Every entry that follows should be written out again exactly.
┌──
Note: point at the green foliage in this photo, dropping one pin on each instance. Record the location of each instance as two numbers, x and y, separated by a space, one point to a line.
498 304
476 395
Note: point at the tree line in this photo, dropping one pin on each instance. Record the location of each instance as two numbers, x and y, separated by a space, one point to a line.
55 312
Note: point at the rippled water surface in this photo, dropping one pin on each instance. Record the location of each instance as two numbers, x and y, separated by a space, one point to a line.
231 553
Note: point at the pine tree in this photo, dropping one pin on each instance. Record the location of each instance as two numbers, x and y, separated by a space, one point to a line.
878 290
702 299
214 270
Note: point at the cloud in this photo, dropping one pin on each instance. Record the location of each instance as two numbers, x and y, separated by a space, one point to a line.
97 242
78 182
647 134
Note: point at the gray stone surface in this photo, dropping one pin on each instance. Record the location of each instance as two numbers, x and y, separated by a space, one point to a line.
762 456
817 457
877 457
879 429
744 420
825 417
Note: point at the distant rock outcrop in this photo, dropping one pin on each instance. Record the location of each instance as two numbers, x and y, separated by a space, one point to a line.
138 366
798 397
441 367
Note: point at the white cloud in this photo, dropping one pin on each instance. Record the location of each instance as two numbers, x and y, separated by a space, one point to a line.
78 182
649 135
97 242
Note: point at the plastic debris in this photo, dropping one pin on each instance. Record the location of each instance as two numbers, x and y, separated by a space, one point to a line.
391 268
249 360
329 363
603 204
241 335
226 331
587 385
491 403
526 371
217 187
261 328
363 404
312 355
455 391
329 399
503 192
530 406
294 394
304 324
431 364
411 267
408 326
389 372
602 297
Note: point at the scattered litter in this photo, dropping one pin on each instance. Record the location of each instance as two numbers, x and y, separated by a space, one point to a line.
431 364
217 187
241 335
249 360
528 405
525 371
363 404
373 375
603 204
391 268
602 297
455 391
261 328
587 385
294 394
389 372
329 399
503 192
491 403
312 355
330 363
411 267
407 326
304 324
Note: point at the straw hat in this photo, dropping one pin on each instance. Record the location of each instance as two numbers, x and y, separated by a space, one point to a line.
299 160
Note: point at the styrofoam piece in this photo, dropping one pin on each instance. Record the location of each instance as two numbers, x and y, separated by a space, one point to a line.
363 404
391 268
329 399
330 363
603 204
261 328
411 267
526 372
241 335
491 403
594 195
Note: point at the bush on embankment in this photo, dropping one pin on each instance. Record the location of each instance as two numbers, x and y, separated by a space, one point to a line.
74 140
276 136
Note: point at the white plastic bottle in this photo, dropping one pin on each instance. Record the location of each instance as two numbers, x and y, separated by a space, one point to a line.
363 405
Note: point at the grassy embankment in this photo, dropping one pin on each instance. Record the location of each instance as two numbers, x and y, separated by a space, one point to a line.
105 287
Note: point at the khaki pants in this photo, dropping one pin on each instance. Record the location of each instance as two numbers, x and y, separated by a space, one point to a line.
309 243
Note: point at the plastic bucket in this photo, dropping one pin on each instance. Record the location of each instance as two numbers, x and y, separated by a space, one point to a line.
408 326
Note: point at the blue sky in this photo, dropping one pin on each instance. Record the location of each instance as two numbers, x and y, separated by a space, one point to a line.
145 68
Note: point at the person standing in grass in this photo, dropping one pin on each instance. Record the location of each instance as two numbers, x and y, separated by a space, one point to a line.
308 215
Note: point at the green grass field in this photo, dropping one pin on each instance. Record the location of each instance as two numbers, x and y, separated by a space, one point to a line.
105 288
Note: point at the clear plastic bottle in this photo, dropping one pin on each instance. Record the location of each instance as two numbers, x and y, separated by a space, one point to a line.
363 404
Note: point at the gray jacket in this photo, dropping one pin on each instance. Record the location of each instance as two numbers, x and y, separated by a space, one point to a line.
└──
> [REPLY]:
Note: point at the green foliage in this photo, dropping one pin on each instance. Record the location of each instance as two numbers, x and y, separated by a space, one point to a line.
498 304
476 395
Note: point at the tree line in this photo, dropping one pin on each instance. Record the location of each instance as two numbers, x and y, separated by a space, one point to a line.
55 312
Note: point at the rippled water surface in this photo, dropping one pin on each instance. Record the location of each instance as two numbers, x and y, separated by a space, one point to a line.
231 553
Note: point at the pine tree in this photo, dropping one pin on each instance. Record the location of each instance as two numbers, x and y, separated by a space, one point to a line.
878 290
702 299
214 270
Note: point at the cloud in this photo, dropping one pin on each instance. Record the location of each instance as two numbers, x and y, separated by a space, one point to a line.
97 242
78 182
647 134
Note: point at the gray stone surface in this photo, dropping one pin on each instance. Record the location of each instance as two numbers, x and y, separated by a space, one point to a line.
762 456
817 457
877 457
879 429
744 420
825 417
Note: point at the distant rock outcrop in this photo, dropping one pin on each instance. Record the location of each instance as two numbers, x and y, separated by a space, one point to a line.
138 366
798 397
441 367
Note: point at the white cloud in this photo, dropping one pin on each instance. Record the location of each instance as two numbers, x and y, separated by a space, one point to a line.
78 182
649 135
97 242
Note: point at the plastic debris in this photo, dropping one pin on each instance. Record the location of each instance as two numbers, x and y, separated by a space, one point to a line.
391 268
249 360
329 363
603 204
241 335
226 331
587 385
491 403
526 371
217 187
261 328
363 404
312 355
455 391
329 399
503 192
530 406
294 394
304 324
431 364
411 267
408 326
389 372
602 297
Note: point at the scattered litter in this photo, dropping one pin on each instance. Record the location of each instance as two numbers, x and y, separated by a space, one point to a line.
431 364
217 187
241 335
249 360
528 405
525 371
363 404
373 375
603 204
391 268
602 297
455 391
261 328
587 385
294 394
389 372
329 399
503 192
491 403
312 355
330 363
411 267
407 326
304 324
Note: point at the straw hat in this photo, dropping one pin on each instance. Record the location of each instance as two numbers, x and y, separated by a space, one point to a line.
299 160
Note: point at the styrofoam piece in this photo, dropping one pin on each instance. Record the location of each instance as two numbers, x and y, separated by a space, one point to a line.
363 404
391 268
329 399
330 363
603 204
261 328
411 267
526 372
241 335
491 403
594 195
Note: point at the bush on embankment in this photo, dropping one pin on each instance. Record the location of each instance as two numbers, x and y, separated by a space, one point to a line.
74 140
276 136
Note: point at the white plastic bottle in this photo, dropping one pin on each instance. Record the location of each instance as two numbers, x and y, separated by a space, one point to a line.
363 405
Note: point at the grassy embankment in this photo, dropping one pin on each instance. Record the location of each instance as two numbers, x and y, separated by a space, one point to a line.
105 287
Note: point at the khaki pants in this photo, dropping one pin on each instance. Record the location of each instance as two numbers, x and y, separated by a space, one point to a line.
309 243
Note: point at the plastic bucket in this photo, dropping one pin on each instance. Record the location of each instance as two numbers, x and y, separated by a space, one point to a line.
408 326
Note: point at the blue sky in this photo, dropping one pin on each instance. Record the location of each instance as two numbers, x and y, separated by a space, one point to a line.
145 68
Note: point at the person standing in grass in this photo, dropping one pin on each instance. Record the location of each instance as two numbers, x and y, separated by a space, one point to a line.
308 215
Note: point at the green grass field in this photo, dropping one pin on each instance. Record the location of each instance as two numbers, x and y, separated by a space, one point to a line.
105 288
Note: point at the clear plastic bottle in this photo, dropping one pin on each instance. Record the location of each instance as two numbers, x and y, separated by a space, one point to a line.
363 404
Note: point at the gray jacket in this photo, dropping one pin on each instance. Record the location of each instance as two numbers, x and y, separated by a space, one point to a line.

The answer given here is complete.